# Given entries start
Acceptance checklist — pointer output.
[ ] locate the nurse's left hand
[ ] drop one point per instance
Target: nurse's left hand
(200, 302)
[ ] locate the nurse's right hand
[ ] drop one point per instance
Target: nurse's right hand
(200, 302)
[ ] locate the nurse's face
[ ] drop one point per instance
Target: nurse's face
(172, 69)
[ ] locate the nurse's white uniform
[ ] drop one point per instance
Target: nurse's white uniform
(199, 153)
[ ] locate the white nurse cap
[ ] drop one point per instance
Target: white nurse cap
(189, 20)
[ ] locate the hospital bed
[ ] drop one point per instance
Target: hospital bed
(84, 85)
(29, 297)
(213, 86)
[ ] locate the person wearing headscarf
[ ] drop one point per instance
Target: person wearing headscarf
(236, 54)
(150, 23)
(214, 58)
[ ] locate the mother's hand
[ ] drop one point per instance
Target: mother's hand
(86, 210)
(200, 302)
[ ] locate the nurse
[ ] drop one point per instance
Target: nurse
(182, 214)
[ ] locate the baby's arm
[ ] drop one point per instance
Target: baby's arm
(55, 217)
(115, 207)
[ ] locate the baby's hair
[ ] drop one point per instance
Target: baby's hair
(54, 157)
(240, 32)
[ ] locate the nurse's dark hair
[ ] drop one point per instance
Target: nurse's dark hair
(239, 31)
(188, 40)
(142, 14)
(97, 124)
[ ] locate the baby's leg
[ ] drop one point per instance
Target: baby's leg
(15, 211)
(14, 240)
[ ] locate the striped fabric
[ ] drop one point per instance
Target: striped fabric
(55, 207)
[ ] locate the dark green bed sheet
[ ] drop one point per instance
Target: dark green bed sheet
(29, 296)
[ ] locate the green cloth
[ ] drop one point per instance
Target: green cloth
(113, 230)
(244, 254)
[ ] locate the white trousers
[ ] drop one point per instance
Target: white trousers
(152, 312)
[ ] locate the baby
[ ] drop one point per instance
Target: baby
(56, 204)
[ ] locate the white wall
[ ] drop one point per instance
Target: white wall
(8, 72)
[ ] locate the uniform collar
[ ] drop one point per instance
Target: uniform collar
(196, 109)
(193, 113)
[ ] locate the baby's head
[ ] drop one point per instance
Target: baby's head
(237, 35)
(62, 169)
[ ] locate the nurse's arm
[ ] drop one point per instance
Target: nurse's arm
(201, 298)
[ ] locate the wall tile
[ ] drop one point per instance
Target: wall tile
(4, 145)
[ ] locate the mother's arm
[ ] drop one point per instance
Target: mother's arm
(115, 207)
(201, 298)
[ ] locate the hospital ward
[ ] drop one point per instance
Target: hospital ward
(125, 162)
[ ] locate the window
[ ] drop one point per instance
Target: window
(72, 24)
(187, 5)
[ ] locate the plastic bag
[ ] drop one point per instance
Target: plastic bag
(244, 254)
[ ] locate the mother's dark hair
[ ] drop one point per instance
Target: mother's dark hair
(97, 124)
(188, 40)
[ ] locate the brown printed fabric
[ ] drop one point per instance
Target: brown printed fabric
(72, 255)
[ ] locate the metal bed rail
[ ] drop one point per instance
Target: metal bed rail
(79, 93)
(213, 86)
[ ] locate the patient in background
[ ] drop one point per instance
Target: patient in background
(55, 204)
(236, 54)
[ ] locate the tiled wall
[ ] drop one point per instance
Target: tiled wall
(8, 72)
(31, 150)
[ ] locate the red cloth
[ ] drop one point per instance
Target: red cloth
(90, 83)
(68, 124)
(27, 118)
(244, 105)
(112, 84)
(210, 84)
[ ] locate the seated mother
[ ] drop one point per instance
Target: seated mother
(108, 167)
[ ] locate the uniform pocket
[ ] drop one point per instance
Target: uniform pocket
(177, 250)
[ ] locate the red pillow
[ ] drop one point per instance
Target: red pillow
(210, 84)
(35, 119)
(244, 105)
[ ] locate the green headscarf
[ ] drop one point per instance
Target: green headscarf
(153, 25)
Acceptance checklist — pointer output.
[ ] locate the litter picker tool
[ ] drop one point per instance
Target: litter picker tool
# Given entries end
→ **Given task**: Please print the listing above again, unchanged and in full from its first line to its last.

→ **Exercise response**:
Acceptance checklist — pointer output.
[ ] locate the nurse's left hand
[ ] drop one point per instance
Target: nurse's left hand
(200, 302)
[ ] locate the nurse's right hand
[ ] drop one point per instance
Target: nurse's right hand
(200, 302)
[ ] locate the nurse's face
[ ] drop one point per instance
Target: nurse's face
(172, 69)
[ ] locate the nurse's white uniform
[ ] drop one point per instance
Target: nurse's white uniform
(199, 153)
[ ] locate the white nurse cap
[ ] drop one point per instance
Target: white nurse cap
(189, 20)
[ ] locate the hospital bed
[ ] drop one point per instance
Target: hospital bed
(84, 85)
(29, 297)
(213, 86)
[ ] locate the person wearing headscarf
[ ] drop one point per instance
Target: person wearing headscarf
(236, 54)
(150, 23)
(214, 58)
[ ] locate the mother's hand
[ ] drop one point per instance
Target: mother's hand
(86, 210)
(200, 302)
[ ] locate the nurse
[ ] drop one point per instance
Target: nurse
(182, 214)
[ ] locate the baby's arm
[ ] drop one point per instance
Target: baby's arm
(55, 217)
(115, 207)
[ ] locate the baby's hair
[ ] drop one point per instance
Target: baby's hair
(54, 157)
(240, 32)
[ ] locate the nurse's dark hair
[ ] drop one point per instance
Target: nurse's dark hair
(239, 31)
(188, 40)
(142, 14)
(97, 124)
[ ] locate the baby's leg
[ ] drop one point per instance
Target: baby's leg
(15, 211)
(14, 240)
[ ] locate the striped fabric
[ ] drop one point per instance
Target: striped fabric
(55, 207)
[ ] locate the dark green bed sheet
[ ] drop one point per instance
Target: dark green bed sheet
(29, 296)
[ ] locate the green cloth
[ ] drop one point per instance
Target: green cloth
(113, 230)
(244, 254)
[ ] locate the white trousers
[ ] drop one point per instance
Target: white trousers
(152, 312)
[ ] locate the baby
[ ] drop one point per instance
Target: baby
(56, 204)
[ ] locate the white wall
[ ] drop one point per instance
Target: white wall
(8, 72)
[ ] locate the uniform collar
[ ] drop one point per instance
Target: uniform collar
(196, 109)
(193, 113)
[ ] locate the baby's head
[ ] drop one point per instance
Target: baby's head
(237, 35)
(62, 169)
[ ] locate the nurse's arm
[ ] drop one point per instance
Target: nurse's arm
(201, 298)
[ ] locate the wall tile
[ ] drop one point per instance
Target: wall tile
(4, 145)
[ ] locate the mother's arm
[ ] drop one point per instance
Target: mother's arm
(115, 207)
(201, 298)
[ ] locate the hospital ward
[ ] drop one point per instance
Target: hospital ward
(125, 162)
[ ] locate the window
[ ] drop one point per instance
Target: window
(72, 24)
(187, 5)
[ ] locate the plastic bag
[ ] drop one point per instance
Target: plastic bag
(244, 254)
[ ] locate the mother's dark hair
[ ] drop one point per instance
Target: mother's dark hair
(97, 124)
(188, 40)
[ ] locate the brown printed fabric
[ ] drop one point per instance
Target: brown printed fabric
(72, 255)
[ ] locate the metal bed rail
[ ] drop one point per instance
Target: metal bed rail
(79, 93)
(213, 86)
[ ] locate the patient in background
[ ] drop one point per instance
Target: patient in background
(55, 204)
(236, 54)
[ ] locate the tiled wall
[ ] drop one point per instance
Target: tiled wall
(8, 72)
(31, 150)
[ ] locate the red cloth
[ ] drop one point per instance
Target: red cloth
(90, 83)
(68, 124)
(27, 118)
(244, 105)
(112, 84)
(210, 84)
[ ] locate the seated mother
[ ] drop one point per instance
Target: seated mother
(108, 167)
[ ] locate the uniform pocket
[ ] drop one point per instance
Target: uniform pocket
(177, 250)
[ ] locate the red pillow
[ ] drop one point per instance
Target: red pillow
(210, 84)
(35, 119)
(244, 105)
[ ] locate the green headscarf
[ ] drop one point per instance
Target: green headscarf
(153, 25)
Acceptance checklist — pointer output.
[ ] locate the litter picker tool
[ ] drop one point per instance
Target: litter picker tool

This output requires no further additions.